#### [TASK PROMPT]
Your output should be the whole listing, identical to the original.

#### [THE RECORDS]

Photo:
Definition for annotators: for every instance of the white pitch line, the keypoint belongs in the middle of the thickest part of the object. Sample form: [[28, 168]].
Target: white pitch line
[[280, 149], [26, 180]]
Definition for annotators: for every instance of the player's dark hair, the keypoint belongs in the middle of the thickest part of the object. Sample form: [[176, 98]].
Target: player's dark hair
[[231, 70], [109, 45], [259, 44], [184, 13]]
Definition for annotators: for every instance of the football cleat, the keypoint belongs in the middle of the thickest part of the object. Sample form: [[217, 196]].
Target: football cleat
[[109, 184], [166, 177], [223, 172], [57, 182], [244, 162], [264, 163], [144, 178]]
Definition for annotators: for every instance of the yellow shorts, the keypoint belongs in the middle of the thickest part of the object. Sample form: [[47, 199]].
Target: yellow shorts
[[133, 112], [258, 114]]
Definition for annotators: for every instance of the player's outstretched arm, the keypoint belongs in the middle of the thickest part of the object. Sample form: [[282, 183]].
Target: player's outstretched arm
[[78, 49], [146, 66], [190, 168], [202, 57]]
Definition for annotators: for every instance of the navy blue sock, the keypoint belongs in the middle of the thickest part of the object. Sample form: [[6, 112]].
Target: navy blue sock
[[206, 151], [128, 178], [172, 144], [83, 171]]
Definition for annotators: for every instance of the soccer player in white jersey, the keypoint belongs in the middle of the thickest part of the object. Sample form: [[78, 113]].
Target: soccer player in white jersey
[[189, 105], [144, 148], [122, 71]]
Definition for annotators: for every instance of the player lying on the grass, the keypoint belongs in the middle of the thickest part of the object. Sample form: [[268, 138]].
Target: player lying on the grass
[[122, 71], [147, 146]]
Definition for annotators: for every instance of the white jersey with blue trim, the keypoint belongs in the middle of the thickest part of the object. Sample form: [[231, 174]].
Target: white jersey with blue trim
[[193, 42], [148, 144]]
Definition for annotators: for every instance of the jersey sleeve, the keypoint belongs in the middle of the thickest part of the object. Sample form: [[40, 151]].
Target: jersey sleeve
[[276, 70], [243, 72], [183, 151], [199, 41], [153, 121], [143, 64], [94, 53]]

#### [EXPECTED ANSWER]
Photo:
Definition for annotators: for every instance of the white pitch line, the keypoint belongs in the middle of the thickest part of the object. Sample form: [[28, 168]].
Target: white pitch line
[[280, 149], [26, 180]]
Definition for annotators: for every instance of the player's dark hair, the keypoint belongs in the middle of the thickest part of the object. Sample form: [[176, 98]].
Target: player's dark hair
[[231, 70], [109, 45], [259, 44], [184, 13]]
Definition for annotators: for every instance of the football cleat, the keypoint belongs in the middle of the thickest part of the object. Sample form: [[217, 196]].
Target: football cleat
[[109, 184], [166, 177], [223, 172], [57, 182], [244, 162], [264, 163], [144, 178]]
Definition for annotators: for every instance of the yellow shorts, the keypoint belongs in the middle of the thickest part of the object. Sample form: [[47, 199]].
Target: yellow shorts
[[133, 112], [258, 114]]
Definition for annotators: for every instance of the player's outstretched arm, the keypoint belongs in the middle of the thickest part of the object. Sample form: [[282, 183]].
Target: player's outstretched arm
[[78, 49], [146, 66], [190, 168], [202, 57]]
Definition for annotators: for every instance of the navy blue sock, the keypoint belongs in the middle of the thickest part of the object. Sample form: [[6, 112]].
Target: navy blue sock
[[206, 151], [128, 178], [172, 144], [83, 171]]
Definition for annotators: for every instance of the soccer player in white jersey, the keypoint belongs in the middle of the thickest part of the object. Sample form: [[78, 113]].
Target: soccer player in white jersey
[[189, 105], [144, 148], [122, 71]]
Definition for annotators: for every instance of the player lying on the grass, the keypoint belongs in the middle of the thickest part of the object. Sample form: [[268, 138]].
Target: player lying on the grass
[[122, 71], [147, 146]]
Definition for annotators: for every instance of the white jersey with blue trim, the keypoint belongs in the middle of the thickest part of the object. Sample form: [[231, 174]].
Target: white jersey with blue trim
[[193, 42], [148, 144]]
Definition for annotators: for every instance of the jersey sleeve, the keypoint belongs in the middle of the thickest part of the object. Sample form: [[40, 151]].
Target: jersey sleeve
[[276, 70], [243, 72], [183, 151], [199, 41], [153, 121], [143, 64], [94, 53]]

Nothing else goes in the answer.